▸ Given instruction: Retype everything in the material below from the line containing "point: wooden post, one" down to the line containing "Target: wooden post", including both of those lines. Leave the pictures out of your answer.

▸ Data to use:

+-------+

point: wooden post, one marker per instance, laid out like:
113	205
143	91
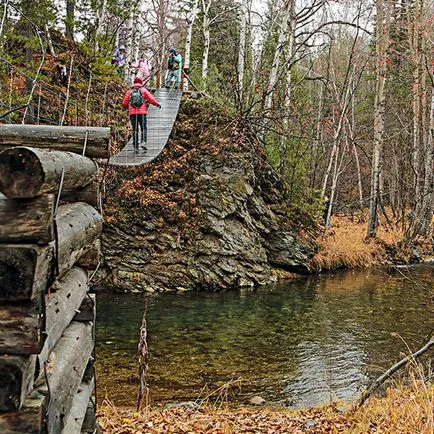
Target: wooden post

+-------+

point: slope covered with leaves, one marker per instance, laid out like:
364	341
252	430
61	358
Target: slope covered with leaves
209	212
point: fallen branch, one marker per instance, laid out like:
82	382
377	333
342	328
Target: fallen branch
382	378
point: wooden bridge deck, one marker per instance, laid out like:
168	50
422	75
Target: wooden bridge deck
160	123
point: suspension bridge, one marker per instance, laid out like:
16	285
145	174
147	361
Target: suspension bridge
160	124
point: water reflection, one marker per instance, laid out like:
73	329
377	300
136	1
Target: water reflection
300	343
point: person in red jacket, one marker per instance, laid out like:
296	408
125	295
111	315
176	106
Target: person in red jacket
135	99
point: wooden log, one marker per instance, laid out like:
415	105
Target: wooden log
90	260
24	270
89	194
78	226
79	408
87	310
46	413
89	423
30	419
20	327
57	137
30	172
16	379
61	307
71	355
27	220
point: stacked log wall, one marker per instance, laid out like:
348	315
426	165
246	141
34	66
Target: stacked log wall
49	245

+-------+

▸ Result of the exercise:
point: wooden post, one marker per instance, laid out like:
113	205
143	91
Target: wooden post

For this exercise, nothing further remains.